What you will do -
Locate every line below that contains the string "beam", matching case exactly, and copy each of those lines in full.

Dataset records -
- - - -

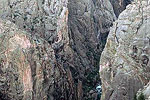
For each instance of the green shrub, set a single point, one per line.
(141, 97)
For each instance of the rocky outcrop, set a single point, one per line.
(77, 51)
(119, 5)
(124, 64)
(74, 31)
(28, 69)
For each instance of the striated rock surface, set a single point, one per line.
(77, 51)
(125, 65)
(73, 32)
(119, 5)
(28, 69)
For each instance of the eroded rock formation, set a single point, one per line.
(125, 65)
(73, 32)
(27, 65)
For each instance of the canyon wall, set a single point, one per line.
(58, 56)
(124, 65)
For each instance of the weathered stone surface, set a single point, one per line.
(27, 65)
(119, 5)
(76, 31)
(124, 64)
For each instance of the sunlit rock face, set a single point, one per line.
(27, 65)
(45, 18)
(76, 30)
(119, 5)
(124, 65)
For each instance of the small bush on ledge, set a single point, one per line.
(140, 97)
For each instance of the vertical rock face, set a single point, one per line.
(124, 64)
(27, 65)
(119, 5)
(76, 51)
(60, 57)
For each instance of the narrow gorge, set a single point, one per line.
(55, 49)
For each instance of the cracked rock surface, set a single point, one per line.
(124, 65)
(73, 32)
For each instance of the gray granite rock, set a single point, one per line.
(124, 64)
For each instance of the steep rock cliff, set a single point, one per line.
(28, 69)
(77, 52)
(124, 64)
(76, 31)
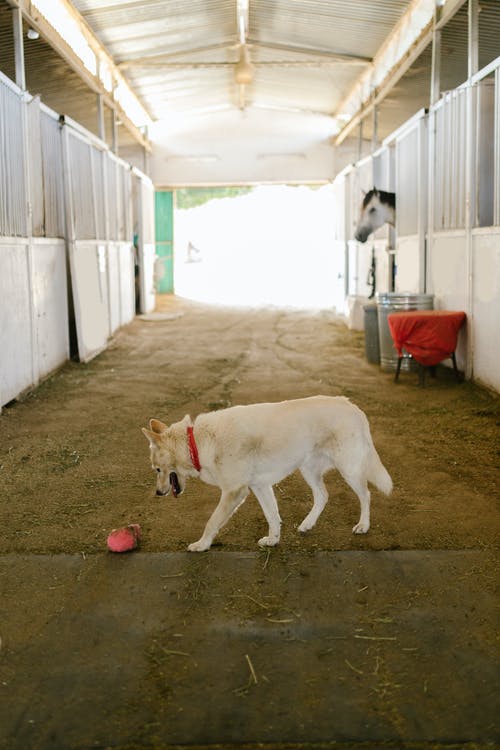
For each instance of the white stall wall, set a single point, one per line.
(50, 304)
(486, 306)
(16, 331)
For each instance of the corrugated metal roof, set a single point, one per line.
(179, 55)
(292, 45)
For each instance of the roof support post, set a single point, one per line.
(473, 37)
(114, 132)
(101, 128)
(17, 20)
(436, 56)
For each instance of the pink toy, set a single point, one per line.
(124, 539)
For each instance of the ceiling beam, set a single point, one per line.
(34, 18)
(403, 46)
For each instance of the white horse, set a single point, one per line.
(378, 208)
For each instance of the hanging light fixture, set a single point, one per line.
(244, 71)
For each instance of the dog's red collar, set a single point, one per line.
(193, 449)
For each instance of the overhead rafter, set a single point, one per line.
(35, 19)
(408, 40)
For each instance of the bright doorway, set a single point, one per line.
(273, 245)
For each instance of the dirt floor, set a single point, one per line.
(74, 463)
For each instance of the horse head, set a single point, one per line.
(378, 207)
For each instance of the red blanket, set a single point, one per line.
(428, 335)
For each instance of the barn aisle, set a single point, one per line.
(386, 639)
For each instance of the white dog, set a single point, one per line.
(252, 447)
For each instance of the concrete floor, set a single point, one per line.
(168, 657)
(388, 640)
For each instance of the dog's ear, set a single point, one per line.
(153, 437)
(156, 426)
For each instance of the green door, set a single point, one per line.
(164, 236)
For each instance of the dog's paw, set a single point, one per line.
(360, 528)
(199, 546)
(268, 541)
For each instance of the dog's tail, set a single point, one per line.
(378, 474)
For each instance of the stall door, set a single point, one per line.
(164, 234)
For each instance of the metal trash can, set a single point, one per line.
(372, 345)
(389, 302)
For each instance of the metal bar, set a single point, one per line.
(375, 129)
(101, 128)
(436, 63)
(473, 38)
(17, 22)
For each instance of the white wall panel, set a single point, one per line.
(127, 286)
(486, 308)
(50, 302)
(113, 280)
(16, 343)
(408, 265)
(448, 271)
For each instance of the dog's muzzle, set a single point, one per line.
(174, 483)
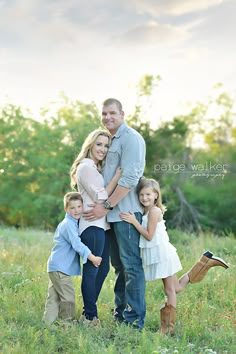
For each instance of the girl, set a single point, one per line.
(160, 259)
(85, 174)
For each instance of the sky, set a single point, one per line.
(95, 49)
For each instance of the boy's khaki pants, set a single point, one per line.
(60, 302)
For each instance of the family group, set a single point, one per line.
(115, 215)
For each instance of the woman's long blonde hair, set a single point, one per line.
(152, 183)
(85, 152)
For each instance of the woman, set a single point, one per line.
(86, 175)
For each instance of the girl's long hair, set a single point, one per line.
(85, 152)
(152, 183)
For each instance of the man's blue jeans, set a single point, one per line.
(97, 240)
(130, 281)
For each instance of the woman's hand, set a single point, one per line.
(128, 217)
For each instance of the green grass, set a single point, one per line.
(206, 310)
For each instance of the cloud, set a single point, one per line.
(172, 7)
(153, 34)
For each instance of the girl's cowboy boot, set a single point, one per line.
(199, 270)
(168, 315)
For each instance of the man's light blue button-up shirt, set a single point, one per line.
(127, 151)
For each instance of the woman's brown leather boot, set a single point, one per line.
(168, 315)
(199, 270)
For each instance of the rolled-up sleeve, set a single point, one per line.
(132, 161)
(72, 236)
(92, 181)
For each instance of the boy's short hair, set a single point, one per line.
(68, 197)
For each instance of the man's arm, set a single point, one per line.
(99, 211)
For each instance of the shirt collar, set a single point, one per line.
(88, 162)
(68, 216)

- - - -

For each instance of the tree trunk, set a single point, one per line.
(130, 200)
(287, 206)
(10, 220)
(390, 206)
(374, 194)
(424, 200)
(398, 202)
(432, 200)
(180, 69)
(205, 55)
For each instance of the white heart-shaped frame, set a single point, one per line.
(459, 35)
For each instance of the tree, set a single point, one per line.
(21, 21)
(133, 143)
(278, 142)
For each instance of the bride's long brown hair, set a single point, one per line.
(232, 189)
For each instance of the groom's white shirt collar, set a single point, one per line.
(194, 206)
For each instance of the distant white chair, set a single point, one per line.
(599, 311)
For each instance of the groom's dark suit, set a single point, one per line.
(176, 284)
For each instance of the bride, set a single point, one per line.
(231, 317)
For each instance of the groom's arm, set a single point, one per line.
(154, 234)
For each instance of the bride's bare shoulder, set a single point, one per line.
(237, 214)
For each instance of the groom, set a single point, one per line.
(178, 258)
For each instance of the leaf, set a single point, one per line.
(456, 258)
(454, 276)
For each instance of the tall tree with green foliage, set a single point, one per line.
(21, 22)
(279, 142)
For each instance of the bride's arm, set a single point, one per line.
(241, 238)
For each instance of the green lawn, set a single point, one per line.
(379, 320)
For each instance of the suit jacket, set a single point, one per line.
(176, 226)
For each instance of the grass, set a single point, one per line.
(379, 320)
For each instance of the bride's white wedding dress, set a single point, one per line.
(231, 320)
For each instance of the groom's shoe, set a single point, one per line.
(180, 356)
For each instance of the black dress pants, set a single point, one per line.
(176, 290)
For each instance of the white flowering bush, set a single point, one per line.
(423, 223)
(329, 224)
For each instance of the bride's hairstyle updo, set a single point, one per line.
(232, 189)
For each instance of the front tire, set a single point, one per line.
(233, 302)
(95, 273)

- - - -

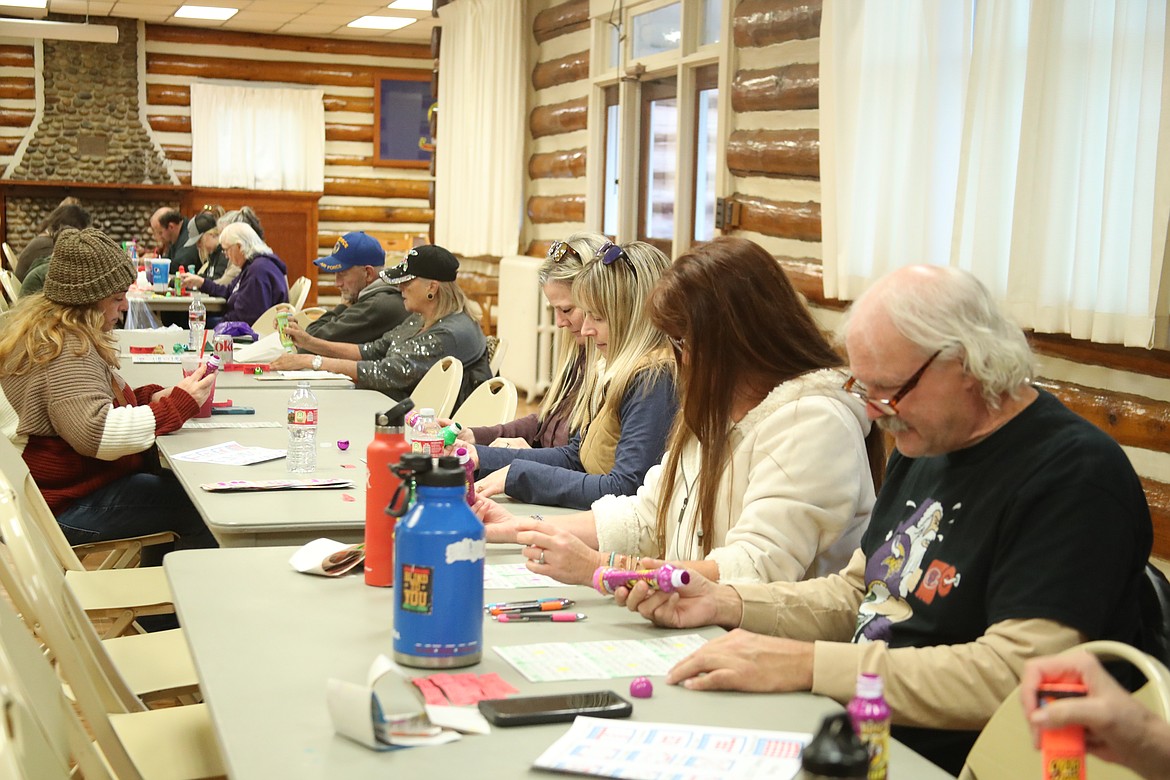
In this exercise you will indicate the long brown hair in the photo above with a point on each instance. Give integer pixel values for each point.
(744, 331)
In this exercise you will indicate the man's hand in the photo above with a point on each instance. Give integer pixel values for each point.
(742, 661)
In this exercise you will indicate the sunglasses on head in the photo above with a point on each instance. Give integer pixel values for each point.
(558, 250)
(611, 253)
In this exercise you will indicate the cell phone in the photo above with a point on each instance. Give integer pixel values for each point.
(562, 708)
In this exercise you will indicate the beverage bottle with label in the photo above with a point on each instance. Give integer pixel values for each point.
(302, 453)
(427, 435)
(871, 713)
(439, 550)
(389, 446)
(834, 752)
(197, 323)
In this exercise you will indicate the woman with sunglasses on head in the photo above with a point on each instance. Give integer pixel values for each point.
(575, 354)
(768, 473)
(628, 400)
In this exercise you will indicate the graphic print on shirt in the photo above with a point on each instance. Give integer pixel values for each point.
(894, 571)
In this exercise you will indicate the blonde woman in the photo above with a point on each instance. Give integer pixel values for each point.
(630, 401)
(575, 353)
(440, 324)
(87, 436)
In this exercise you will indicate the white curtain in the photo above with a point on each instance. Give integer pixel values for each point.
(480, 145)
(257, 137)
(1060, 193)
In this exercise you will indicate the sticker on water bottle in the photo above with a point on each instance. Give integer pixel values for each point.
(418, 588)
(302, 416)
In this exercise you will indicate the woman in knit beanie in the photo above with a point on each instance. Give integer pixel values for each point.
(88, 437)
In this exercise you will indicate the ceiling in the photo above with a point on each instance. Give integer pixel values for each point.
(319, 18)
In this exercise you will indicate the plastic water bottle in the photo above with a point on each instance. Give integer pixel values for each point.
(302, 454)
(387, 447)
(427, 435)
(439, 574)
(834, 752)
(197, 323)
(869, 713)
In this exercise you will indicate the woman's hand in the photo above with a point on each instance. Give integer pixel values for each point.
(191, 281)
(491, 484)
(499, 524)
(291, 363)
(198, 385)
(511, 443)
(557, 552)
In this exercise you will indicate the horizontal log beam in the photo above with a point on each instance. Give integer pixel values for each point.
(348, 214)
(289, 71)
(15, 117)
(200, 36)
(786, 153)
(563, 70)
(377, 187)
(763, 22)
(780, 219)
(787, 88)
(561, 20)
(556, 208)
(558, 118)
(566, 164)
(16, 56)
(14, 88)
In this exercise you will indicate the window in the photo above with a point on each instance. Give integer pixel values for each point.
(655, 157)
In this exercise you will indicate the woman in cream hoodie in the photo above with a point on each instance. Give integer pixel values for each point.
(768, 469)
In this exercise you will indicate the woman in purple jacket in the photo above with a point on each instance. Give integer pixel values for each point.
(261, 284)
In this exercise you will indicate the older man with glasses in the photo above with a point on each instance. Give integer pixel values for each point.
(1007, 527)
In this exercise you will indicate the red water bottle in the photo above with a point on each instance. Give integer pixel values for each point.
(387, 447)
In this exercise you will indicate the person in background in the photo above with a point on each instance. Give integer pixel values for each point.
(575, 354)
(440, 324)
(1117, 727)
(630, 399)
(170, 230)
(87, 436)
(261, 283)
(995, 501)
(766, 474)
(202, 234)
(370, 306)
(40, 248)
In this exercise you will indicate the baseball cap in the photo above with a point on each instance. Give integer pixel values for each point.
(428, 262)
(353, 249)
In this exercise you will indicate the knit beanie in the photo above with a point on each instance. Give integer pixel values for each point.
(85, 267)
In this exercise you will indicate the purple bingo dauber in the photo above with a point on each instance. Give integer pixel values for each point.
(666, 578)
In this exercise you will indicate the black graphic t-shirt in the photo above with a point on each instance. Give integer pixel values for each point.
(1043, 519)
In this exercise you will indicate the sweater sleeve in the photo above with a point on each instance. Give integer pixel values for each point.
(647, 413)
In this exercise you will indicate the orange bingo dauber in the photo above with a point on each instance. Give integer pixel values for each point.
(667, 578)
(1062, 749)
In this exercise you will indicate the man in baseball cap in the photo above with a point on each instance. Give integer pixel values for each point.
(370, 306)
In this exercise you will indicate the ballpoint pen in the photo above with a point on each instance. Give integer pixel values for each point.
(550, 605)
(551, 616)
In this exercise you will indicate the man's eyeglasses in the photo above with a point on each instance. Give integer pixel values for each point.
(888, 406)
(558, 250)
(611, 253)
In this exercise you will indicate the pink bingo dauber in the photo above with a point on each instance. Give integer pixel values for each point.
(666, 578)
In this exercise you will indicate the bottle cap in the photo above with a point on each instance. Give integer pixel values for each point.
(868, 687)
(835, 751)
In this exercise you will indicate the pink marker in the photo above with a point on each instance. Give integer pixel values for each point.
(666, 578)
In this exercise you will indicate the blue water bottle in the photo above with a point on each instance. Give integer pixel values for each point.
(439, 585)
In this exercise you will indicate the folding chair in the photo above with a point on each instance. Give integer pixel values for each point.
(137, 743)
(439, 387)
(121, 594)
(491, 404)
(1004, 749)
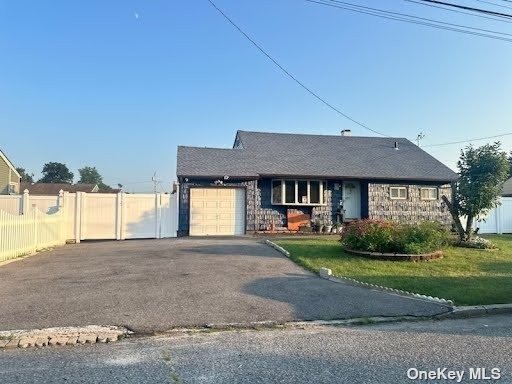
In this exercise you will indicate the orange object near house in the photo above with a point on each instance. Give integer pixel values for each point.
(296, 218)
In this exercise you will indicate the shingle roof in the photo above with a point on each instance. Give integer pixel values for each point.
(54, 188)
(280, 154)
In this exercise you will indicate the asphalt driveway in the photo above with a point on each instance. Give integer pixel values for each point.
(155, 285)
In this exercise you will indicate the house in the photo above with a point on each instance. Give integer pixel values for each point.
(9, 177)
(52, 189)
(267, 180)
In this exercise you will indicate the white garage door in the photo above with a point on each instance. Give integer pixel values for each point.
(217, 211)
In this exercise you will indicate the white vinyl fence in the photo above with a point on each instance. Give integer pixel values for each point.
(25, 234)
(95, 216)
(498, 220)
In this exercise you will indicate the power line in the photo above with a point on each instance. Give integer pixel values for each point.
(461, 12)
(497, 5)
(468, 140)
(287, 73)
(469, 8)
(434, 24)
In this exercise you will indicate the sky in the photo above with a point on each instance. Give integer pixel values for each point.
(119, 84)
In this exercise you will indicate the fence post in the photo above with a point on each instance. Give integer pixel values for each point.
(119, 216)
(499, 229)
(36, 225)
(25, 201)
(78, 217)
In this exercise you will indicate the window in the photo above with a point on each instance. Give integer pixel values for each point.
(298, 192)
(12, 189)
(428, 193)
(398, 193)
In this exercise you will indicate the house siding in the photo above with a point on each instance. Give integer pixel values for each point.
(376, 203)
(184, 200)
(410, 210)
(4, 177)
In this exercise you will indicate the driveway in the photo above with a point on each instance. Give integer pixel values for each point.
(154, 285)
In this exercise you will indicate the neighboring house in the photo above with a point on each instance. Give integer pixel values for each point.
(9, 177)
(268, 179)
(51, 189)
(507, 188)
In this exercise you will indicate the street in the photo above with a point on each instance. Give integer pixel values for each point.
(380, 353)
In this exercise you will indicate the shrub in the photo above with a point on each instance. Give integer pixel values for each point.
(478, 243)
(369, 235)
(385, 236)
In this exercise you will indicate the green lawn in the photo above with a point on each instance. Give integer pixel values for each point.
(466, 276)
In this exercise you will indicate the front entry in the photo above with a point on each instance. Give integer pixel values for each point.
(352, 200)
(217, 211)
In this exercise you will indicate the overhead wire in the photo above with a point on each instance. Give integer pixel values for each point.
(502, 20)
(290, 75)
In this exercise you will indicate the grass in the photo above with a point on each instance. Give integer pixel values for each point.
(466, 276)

- - - -

Final result -
For each instance of the ceiling beam, set a single point, one per line.
In this exercise you will indicate the horizontal log beam in the photo above with a point on each instance. Give integer pixel values for each point.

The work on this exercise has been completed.